#### [Problem to work on]
Express the entire listing below as a two-column CSV with the header row instruction,coordinates, giving one row to each instruction and all of its points. Put each field in double quotes, replace line breaks with spaces, and omit the pictures.

(begin)

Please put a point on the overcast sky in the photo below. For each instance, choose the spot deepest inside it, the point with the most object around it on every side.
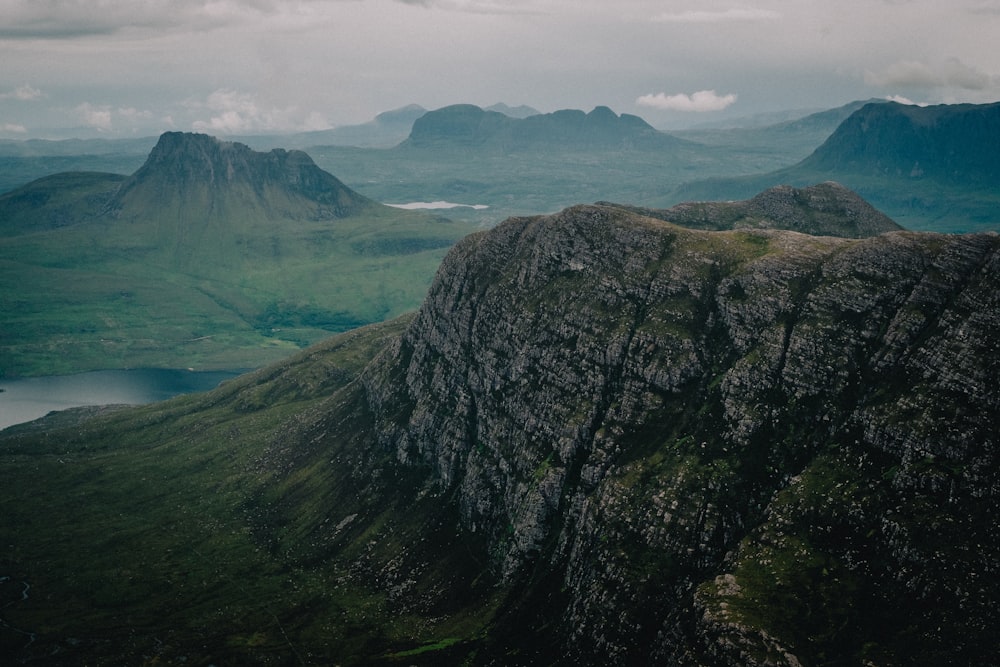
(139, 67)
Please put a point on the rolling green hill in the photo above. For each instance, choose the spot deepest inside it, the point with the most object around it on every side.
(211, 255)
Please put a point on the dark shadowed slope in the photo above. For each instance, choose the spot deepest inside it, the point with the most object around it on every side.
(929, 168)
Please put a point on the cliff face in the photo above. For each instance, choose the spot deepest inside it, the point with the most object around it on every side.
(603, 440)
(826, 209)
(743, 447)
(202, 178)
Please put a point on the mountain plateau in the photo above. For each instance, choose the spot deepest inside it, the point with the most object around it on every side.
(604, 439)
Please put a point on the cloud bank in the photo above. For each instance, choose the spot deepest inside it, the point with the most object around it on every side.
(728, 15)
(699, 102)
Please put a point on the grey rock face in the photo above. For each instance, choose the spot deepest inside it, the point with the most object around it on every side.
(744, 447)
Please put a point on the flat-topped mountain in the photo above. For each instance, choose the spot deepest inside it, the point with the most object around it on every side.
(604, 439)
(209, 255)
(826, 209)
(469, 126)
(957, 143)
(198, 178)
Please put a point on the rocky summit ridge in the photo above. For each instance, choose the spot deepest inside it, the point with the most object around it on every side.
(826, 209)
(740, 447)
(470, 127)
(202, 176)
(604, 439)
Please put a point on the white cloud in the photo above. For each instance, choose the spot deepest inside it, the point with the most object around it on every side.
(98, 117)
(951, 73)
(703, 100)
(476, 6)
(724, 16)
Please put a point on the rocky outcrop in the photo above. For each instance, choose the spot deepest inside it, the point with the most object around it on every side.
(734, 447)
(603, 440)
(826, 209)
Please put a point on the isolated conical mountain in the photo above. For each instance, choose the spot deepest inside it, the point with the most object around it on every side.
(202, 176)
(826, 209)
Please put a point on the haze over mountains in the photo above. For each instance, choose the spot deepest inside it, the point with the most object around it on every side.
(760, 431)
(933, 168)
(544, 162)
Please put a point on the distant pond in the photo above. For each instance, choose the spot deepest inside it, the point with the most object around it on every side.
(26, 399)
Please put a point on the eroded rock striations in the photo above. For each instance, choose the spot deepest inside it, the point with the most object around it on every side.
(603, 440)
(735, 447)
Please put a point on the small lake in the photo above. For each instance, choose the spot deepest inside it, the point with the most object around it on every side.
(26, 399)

(end)

#### [Complete answer]
instruction,coordinates
"Please put a point on the overcast sky in the photo below. For each instance, choose the spot deepest inside it, the point with the most object around it on every side.","(139, 67)"
"Please put a point on the rolling green hill in the photo above. For each instance, choose the spot deepest inside it, the point with the most object around it on every side.","(211, 255)"
"Please put a point on the dark shadowed slope in the photo above. For each instance, choose the spot deepest inside it, the point with the most object around it on every side.","(929, 168)"
"Please put a point on the cliff face in the photo above. For each instance, choose the spot deepest inside it, the point with the most object around it on every side.","(603, 440) (826, 209) (743, 447) (202, 178)"
"Please put a point on the mountain plateau in the photo above. For each instance, choose the spot deepest inside it, the point with the most object around it on every side.","(604, 439)"
"Please put a point on the cloud bank in the photo above. For each instance, choose the spot deepest inside it, the point with the most object around it on every side.","(728, 15) (699, 102)"
"Please put a point on the grey rock face in the photo above. For each instance, choose the spot deepest inside it, the point with the most object around it on every side.","(744, 447)"
"Please put a point on the flat-topped mountain in the photo above. For each instance, choose the spot deepest inside it, the point with the most object around it on every side.","(604, 439) (209, 255) (826, 209) (469, 126) (957, 143) (198, 178)"
"Please put a point on the rocky summit ridge in the photo above. For each instance, choose the spot deepest inside it, the point with the most object around it on every side.","(826, 209) (740, 447) (470, 127) (202, 176) (604, 439)"
"Please put a point on the white cloud in the photo above. For each instance, choose the spot deepest inside it, the point with the most object around it on every side.","(98, 117) (951, 73) (703, 100) (476, 6) (724, 16)"
"Please put a point on the rocky outcrop in the photo above. For each instance, choose the spot deepest inside it, the point with the most object around it on every side.","(734, 447) (603, 440) (826, 209)"
"Please put a point on the isolated conical mountain in the photo above. For each instance, choose the spot deepest inside it, the point with the most object around it on every side.","(202, 176) (826, 209)"
"Please put a point on the haze over mountains in the photo above. For each instance, choose the spot deepest inside it, the point with the most object around it on every side.","(760, 431) (933, 168) (544, 162)"
"Please put a point on the distant pond in the photo above. For each instance, choose the spot deepest inside it, the point with the most object around it on every side.","(26, 399)"
"Please put a point on the eroded rock striations in the photo above. For each instance, choose the spot deepest inside it, the point with the most object around it on every side.","(603, 440) (735, 447)"
"Please put a point on the small lake in the photo above. For each instance, choose the spot deepest inside it, the point with the most object around it on every side.","(26, 399)"